* **What the task requires**
Rescale everything from the line containing "query | attic vent window" down to the end of the data. Write out each of those lines again, multiplying every point coordinate in the answers by 1.3 and rounding to whole numbers (halves go up), and copy all other lines unchanged, including the sample points in the format lines.
## BEGIN Record excerpts
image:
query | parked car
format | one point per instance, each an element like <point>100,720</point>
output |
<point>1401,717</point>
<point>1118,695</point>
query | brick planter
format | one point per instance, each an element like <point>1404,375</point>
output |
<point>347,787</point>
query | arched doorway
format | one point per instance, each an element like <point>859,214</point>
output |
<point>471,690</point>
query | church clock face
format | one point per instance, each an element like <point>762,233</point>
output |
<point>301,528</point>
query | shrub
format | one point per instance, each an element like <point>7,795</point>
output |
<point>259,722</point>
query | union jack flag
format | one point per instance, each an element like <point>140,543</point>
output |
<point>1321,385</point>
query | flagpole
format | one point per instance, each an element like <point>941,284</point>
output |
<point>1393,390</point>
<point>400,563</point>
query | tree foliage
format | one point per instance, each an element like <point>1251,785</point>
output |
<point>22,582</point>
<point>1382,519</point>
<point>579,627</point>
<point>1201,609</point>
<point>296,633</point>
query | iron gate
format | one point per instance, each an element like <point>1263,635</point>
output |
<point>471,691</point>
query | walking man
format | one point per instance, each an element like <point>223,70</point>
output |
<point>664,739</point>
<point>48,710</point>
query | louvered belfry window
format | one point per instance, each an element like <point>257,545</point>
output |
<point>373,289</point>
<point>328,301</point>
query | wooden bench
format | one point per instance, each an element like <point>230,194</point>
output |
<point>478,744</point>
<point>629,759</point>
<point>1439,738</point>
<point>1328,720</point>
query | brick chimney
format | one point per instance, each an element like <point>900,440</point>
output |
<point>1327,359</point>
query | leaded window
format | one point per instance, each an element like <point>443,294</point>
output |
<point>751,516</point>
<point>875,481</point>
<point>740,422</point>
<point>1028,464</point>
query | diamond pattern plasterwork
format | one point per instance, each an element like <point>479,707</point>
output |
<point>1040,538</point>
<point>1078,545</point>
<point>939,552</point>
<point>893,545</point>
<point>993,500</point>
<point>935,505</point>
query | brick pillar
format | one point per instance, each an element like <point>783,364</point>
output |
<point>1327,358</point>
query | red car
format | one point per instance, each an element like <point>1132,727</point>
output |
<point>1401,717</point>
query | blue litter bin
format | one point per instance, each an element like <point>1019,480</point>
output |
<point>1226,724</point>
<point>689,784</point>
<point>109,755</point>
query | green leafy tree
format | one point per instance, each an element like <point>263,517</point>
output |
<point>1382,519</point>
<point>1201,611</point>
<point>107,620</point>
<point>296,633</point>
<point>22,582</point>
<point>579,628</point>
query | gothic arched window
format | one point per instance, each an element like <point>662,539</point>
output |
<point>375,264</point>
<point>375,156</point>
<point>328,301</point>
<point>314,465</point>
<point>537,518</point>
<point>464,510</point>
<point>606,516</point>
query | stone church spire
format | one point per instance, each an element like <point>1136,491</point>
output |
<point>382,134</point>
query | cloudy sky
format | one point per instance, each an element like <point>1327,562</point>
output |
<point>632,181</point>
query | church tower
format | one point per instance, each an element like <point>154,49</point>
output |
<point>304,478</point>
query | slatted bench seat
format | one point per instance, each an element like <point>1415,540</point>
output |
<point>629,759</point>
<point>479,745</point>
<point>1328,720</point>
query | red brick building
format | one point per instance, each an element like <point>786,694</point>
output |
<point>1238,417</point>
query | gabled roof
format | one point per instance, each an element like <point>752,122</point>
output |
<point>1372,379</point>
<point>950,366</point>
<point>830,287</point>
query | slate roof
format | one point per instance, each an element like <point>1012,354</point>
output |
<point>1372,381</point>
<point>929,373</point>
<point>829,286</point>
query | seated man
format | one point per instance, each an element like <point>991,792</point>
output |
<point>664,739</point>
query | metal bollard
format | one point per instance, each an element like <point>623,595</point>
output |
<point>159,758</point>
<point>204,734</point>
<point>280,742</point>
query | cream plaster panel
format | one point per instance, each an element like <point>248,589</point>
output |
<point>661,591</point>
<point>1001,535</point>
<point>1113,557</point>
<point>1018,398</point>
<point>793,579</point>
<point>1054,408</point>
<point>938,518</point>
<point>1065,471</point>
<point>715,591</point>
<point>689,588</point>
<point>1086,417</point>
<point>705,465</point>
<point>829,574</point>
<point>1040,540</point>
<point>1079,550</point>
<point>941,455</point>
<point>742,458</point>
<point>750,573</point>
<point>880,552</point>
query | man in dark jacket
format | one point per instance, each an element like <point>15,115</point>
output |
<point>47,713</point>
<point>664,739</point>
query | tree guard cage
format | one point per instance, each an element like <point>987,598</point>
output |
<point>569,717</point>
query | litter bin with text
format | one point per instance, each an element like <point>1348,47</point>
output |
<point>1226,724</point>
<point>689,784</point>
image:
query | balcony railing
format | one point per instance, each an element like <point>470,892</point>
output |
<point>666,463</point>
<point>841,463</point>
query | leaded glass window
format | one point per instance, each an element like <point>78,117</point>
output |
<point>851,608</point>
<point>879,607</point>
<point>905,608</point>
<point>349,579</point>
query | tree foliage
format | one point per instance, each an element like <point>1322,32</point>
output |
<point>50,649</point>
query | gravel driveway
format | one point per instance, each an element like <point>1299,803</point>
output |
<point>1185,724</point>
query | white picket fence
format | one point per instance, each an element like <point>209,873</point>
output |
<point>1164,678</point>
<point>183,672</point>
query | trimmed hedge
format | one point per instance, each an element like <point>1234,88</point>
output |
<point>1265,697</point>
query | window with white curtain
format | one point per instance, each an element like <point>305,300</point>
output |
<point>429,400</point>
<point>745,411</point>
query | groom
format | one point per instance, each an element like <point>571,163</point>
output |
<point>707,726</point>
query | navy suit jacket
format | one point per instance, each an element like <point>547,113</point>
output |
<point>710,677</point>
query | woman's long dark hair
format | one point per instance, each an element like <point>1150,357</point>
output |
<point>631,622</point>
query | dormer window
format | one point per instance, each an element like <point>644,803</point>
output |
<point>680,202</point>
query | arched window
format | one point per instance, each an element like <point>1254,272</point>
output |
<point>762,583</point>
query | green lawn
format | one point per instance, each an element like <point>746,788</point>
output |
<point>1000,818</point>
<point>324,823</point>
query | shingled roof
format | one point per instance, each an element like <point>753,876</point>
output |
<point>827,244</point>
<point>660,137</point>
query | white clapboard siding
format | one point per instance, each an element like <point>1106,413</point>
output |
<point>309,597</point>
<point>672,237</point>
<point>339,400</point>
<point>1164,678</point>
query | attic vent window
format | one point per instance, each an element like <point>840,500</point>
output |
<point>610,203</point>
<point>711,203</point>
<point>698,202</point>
## END Record excerpts
* **Exercise answer**
query | attic vent window
format | one point per instance, each an element like <point>840,500</point>
output |
<point>793,264</point>
<point>924,264</point>
<point>907,263</point>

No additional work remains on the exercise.